--- DATA ---
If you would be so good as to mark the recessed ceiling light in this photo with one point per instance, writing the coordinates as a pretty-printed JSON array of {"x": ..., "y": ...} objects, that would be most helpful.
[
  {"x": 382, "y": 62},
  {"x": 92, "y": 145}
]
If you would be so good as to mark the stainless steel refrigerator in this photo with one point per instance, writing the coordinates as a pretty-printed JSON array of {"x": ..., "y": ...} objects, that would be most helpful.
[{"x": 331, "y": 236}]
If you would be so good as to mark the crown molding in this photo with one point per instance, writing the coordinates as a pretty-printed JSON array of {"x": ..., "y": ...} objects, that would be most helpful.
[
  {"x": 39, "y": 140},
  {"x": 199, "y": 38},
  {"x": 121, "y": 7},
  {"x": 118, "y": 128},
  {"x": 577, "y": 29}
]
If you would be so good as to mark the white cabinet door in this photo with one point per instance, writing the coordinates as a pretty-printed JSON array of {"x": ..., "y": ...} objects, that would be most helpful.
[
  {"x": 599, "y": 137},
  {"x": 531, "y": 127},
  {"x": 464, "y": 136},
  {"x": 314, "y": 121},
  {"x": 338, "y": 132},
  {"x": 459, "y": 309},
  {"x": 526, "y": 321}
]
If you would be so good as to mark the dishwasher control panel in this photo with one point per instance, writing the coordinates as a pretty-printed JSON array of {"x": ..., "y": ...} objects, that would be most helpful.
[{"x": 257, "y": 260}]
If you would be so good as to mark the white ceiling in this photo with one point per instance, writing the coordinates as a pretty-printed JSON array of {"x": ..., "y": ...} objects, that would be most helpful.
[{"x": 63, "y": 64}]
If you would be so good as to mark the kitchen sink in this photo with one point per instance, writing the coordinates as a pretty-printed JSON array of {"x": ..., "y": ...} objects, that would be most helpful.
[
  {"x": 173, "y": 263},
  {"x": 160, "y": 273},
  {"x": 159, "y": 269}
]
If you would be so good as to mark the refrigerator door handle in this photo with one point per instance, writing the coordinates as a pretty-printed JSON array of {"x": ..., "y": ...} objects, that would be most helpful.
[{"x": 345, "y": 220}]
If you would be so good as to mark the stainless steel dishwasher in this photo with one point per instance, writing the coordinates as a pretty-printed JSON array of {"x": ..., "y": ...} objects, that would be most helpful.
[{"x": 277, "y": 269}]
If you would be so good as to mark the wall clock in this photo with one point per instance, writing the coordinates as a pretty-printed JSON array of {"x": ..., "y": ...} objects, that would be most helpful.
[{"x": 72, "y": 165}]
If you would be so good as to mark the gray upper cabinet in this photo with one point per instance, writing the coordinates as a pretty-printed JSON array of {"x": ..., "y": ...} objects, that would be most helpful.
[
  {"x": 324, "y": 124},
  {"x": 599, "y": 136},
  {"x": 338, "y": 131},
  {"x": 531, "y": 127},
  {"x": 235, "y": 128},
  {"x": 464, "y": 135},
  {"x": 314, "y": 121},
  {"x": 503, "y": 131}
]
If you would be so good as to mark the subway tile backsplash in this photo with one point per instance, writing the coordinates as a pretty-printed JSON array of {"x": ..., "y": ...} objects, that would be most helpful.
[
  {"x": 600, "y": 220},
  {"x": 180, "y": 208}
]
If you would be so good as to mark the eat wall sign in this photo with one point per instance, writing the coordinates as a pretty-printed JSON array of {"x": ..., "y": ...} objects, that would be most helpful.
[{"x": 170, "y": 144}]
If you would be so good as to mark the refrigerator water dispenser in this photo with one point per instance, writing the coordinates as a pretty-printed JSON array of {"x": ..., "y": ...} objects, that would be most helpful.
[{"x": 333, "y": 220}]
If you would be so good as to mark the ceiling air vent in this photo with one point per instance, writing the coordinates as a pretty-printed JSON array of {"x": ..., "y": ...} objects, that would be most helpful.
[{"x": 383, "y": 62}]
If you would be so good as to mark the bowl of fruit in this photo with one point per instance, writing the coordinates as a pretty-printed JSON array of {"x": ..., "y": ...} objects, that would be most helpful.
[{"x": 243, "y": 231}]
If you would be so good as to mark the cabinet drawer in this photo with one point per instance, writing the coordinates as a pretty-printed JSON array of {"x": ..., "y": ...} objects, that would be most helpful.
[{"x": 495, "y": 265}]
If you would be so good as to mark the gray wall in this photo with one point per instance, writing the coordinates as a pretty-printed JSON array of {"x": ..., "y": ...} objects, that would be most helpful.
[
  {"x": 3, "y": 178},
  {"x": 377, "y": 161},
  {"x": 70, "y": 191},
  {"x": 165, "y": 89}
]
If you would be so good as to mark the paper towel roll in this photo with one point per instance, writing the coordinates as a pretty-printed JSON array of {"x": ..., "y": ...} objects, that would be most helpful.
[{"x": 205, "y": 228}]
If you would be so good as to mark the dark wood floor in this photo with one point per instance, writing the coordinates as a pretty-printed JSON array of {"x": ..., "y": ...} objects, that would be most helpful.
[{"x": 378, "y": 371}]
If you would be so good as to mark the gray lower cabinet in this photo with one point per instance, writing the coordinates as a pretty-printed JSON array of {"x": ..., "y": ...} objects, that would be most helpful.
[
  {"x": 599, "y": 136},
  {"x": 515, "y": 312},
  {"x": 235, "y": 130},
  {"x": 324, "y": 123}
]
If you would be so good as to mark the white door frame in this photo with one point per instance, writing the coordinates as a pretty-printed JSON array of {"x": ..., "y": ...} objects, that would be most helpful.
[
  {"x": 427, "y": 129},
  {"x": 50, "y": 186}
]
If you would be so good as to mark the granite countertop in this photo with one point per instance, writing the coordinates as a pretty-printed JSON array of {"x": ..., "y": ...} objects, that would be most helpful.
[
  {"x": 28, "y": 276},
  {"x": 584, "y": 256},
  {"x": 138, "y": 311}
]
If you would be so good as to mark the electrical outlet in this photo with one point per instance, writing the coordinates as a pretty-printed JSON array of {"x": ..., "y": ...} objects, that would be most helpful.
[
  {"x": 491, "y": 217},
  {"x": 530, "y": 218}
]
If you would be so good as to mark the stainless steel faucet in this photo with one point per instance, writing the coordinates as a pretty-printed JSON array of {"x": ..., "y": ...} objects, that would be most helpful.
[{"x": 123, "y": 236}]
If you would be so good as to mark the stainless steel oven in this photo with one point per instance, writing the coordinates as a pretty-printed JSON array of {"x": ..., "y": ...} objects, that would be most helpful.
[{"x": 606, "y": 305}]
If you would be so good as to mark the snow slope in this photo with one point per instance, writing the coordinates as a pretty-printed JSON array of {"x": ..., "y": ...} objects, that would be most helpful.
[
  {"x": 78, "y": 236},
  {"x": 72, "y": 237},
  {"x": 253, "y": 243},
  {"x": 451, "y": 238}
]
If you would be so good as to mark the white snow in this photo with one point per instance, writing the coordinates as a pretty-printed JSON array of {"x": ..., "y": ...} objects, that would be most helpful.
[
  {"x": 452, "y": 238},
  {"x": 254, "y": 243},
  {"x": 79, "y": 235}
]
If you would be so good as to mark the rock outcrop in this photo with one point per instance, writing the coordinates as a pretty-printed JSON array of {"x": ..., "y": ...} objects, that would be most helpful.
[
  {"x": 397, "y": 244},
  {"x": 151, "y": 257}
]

--- WRITTEN EXERCISE ---
Put every line of the rows above into a JSON array of strings, one string per line, with blank lines omitted.

--- COMPLETED TASK ---
[
  "If you would be so good as to mark the recessed ceiling light in this photo with one point per instance, writing the coordinates as a pretty-printed JSON array of {\"x\": ..., \"y\": ...} objects, that would be most helpful.",
  "[",
  "  {\"x\": 382, \"y\": 62},",
  "  {\"x\": 92, \"y\": 145}",
  "]",
  "If you would be so good as to mark the stainless steel refrigerator in this photo with one point per instance, writing the coordinates as a pretty-printed JSON array of {\"x\": ..., \"y\": ...} objects, that would be most helpful.",
  "[{\"x\": 331, \"y\": 236}]",
  "If you would be so good as to mark the crown molding in this photo with one point per instance, writing the coordinates as a pretty-printed JSON array of {\"x\": ..., \"y\": ...} objects, that would be most helpful.",
  "[",
  "  {\"x\": 39, \"y\": 140},",
  "  {\"x\": 199, \"y\": 38},",
  "  {\"x\": 121, \"y\": 7},",
  "  {\"x\": 118, \"y\": 128},",
  "  {\"x\": 577, \"y\": 29}",
  "]",
  "If you would be so good as to mark the white cabinet door in this photo with one point per instance, writing the coordinates as a pretty-printed JSON array of {\"x\": ..., \"y\": ...} objects, that would be most helpful.",
  "[",
  "  {\"x\": 599, \"y\": 137},",
  "  {\"x\": 531, \"y\": 127},",
  "  {\"x\": 464, \"y\": 136},",
  "  {\"x\": 314, \"y\": 121},",
  "  {\"x\": 338, \"y\": 132},",
  "  {\"x\": 459, \"y\": 309},",
  "  {\"x\": 526, \"y\": 321}",
  "]",
  "If you would be so good as to mark the dishwasher control panel in this photo with one point per instance, writing the coordinates as a pretty-printed JSON array of {\"x\": ..., \"y\": ...} objects, that would be most helpful.",
  "[{\"x\": 257, \"y\": 260}]",
  "If you would be so good as to mark the white ceiling in this photo with one point per instance, writing the coordinates as a pretty-printed JSON array of {\"x\": ..., \"y\": ...} objects, that would be most helpful.",
  "[{\"x\": 63, \"y\": 64}]",
  "If you would be so good as to mark the kitchen sink in this photo with one point per instance, writing the coordinates as a pretty-printed JSON array of {\"x\": ..., \"y\": ...} objects, that would be most helpful.",
  "[",
  "  {\"x\": 173, \"y\": 263},",
  "  {\"x\": 160, \"y\": 273},",
  "  {\"x\": 159, \"y\": 269}",
  "]",
  "If you would be so good as to mark the refrigerator door handle in this photo with one point per instance, writing the coordinates as a pretty-printed JSON array of {\"x\": ..., \"y\": ...} objects, that would be most helpful.",
  "[{\"x\": 345, \"y\": 220}]",
  "If you would be so good as to mark the stainless steel dishwasher in this photo with one point per instance, writing the coordinates as a pretty-printed JSON array of {\"x\": ..., \"y\": ...} objects, that would be most helpful.",
  "[{\"x\": 277, \"y\": 269}]",
  "If you would be so good as to mark the wall clock in this photo with one point per instance, writing the coordinates as a pretty-printed JSON array of {\"x\": ..., \"y\": ...} objects, that would be most helpful.",
  "[{\"x\": 72, \"y\": 165}]",
  "If you would be so good as to mark the gray upper cabinet in this photo with one point per instance, writing the coordinates as a pretty-printed JSON array of {\"x\": ..., \"y\": ...} objects, that would be most helpful.",
  "[",
  "  {\"x\": 324, \"y\": 124},",
  "  {\"x\": 599, \"y\": 136},",
  "  {\"x\": 338, \"y\": 131},",
  "  {\"x\": 531, \"y\": 127},",
  "  {\"x\": 235, \"y\": 128},",
  "  {\"x\": 464, \"y\": 135},",
  "  {\"x\": 314, \"y\": 121},",
  "  {\"x\": 503, \"y\": 131}",
  "]",
  "If you would be so good as to mark the subway tile backsplash in this photo with one point per instance, writing the coordinates as a pretty-printed JSON array of {\"x\": ..., \"y\": ...} objects, that would be most helpful.",
  "[",
  "  {\"x\": 600, \"y\": 220},",
  "  {\"x\": 180, \"y\": 208}",
  "]",
  "If you would be so good as to mark the eat wall sign in this photo with one point per instance, writing the coordinates as a pretty-printed JSON array of {\"x\": ..., \"y\": ...} objects, that would be most helpful.",
  "[{\"x\": 170, \"y\": 144}]",
  "If you would be so good as to mark the refrigerator water dispenser in this photo with one point per instance, writing the coordinates as a pretty-printed JSON array of {\"x\": ..., \"y\": ...} objects, that would be most helpful.",
  "[{\"x\": 333, \"y\": 220}]",
  "If you would be so good as to mark the ceiling air vent in this photo with one point per instance, writing the coordinates as a pretty-printed JSON array of {\"x\": ..., \"y\": ...} objects, that would be most helpful.",
  "[{\"x\": 383, \"y\": 62}]",
  "If you would be so good as to mark the bowl of fruit in this photo with one point per instance, writing the coordinates as a pretty-printed JSON array of {\"x\": ..., \"y\": ...} objects, that would be most helpful.",
  "[{\"x\": 243, \"y\": 231}]",
  "If you would be so good as to mark the cabinet drawer in this photo with one point per instance, writing the coordinates as a pretty-printed JSON array of {\"x\": ..., \"y\": ...} objects, that would be most helpful.",
  "[{\"x\": 495, \"y\": 265}]",
  "If you would be so good as to mark the gray wall in this photo with one point per instance, writing the coordinates as a pretty-printed JSON array of {\"x\": ..., \"y\": ...} objects, that would be most helpful.",
  "[",
  "  {\"x\": 3, \"y\": 178},",
  "  {\"x\": 377, \"y\": 161},",
  "  {\"x\": 70, \"y\": 191},",
  "  {\"x\": 165, \"y\": 89}",
  "]",
  "If you would be so good as to mark the paper towel roll in this photo with one point per instance, writing the coordinates as a pretty-printed JSON array of {\"x\": ..., \"y\": ...} objects, that would be most helpful.",
  "[{\"x\": 205, \"y\": 228}]",
  "If you would be so good as to mark the dark wood floor in this photo with one point per instance, writing the coordinates as a pretty-printed JSON array of {\"x\": ..., \"y\": ...} objects, that would be most helpful.",
  "[{\"x\": 378, \"y\": 371}]",
  "If you would be so good as to mark the gray lower cabinet in this photo with one point per instance, writing the coordinates as a pretty-printed JSON array of {\"x\": ..., \"y\": ...} objects, that would be most helpful.",
  "[",
  "  {\"x\": 599, \"y\": 136},",
  "  {\"x\": 515, \"y\": 312},",
  "  {\"x\": 235, \"y\": 130},",
  "  {\"x\": 324, \"y\": 123}",
  "]",
  "If you would be so good as to mark the white door frame in this photo with one point per instance, writing the coordinates as a pretty-printed JSON array of {\"x\": ..., \"y\": ...} objects, that would be most helpful.",
  "[",
  "  {\"x\": 427, \"y\": 129},",
  "  {\"x\": 50, \"y\": 186}",
  "]",
  "If you would be so good as to mark the granite countertop in this photo with one point per instance, writing the coordinates as a pretty-printed JSON array of {\"x\": ..., \"y\": ...} objects, that would be most helpful.",
  "[",
  "  {\"x\": 28, \"y\": 276},",
  "  {\"x\": 584, \"y\": 256},",
  "  {\"x\": 138, \"y\": 311}",
  "]",
  "If you would be so good as to mark the electrical outlet in this photo with one point per instance, writing the coordinates as a pretty-printed JSON array of {\"x\": ..., \"y\": ...} objects, that would be most helpful.",
  "[",
  "  {\"x\": 491, \"y\": 217},",
  "  {\"x\": 530, \"y\": 218}",
  "]",
  "If you would be so good as to mark the stainless steel faucet in this photo with one point per instance, writing the coordinates as a pretty-printed JSON array of {\"x\": ..., \"y\": ...} objects, that would be most helpful.",
  "[{\"x\": 123, \"y\": 236}]",
  "If you would be so good as to mark the stainless steel oven in this photo with one point per instance, writing the coordinates as a pretty-printed JSON array of {\"x\": ..., \"y\": ...} objects, that would be most helpful.",
  "[{\"x\": 606, \"y\": 305}]",
  "If you would be so good as to mark the snow slope in this photo with one point per instance, writing the coordinates as a pretty-printed JSON array of {\"x\": ..., \"y\": ...} objects, that would be most helpful.",
  "[",
  "  {\"x\": 78, \"y\": 236},",
  "  {\"x\": 72, \"y\": 237},",
  "  {\"x\": 253, \"y\": 243},",
  "  {\"x\": 451, \"y\": 238}",
  "]",
  "If you would be so good as to mark the white snow in this photo with one point per instance, writing the coordinates as a pretty-printed JSON array of {\"x\": ..., \"y\": ...} objects, that would be most helpful.",
  "[",
  "  {\"x\": 452, \"y\": 238},",
  "  {\"x\": 254, \"y\": 243},",
  "  {\"x\": 79, \"y\": 235}",
  "]",
  "If you would be so good as to mark the rock outcrop in this photo with one point per instance, writing the coordinates as a pretty-printed JSON array of {\"x\": ..., \"y\": ...} objects, that would be most helpful.",
  "[",
  "  {\"x\": 397, \"y\": 244},",
  "  {\"x\": 151, \"y\": 257}",
  "]"
]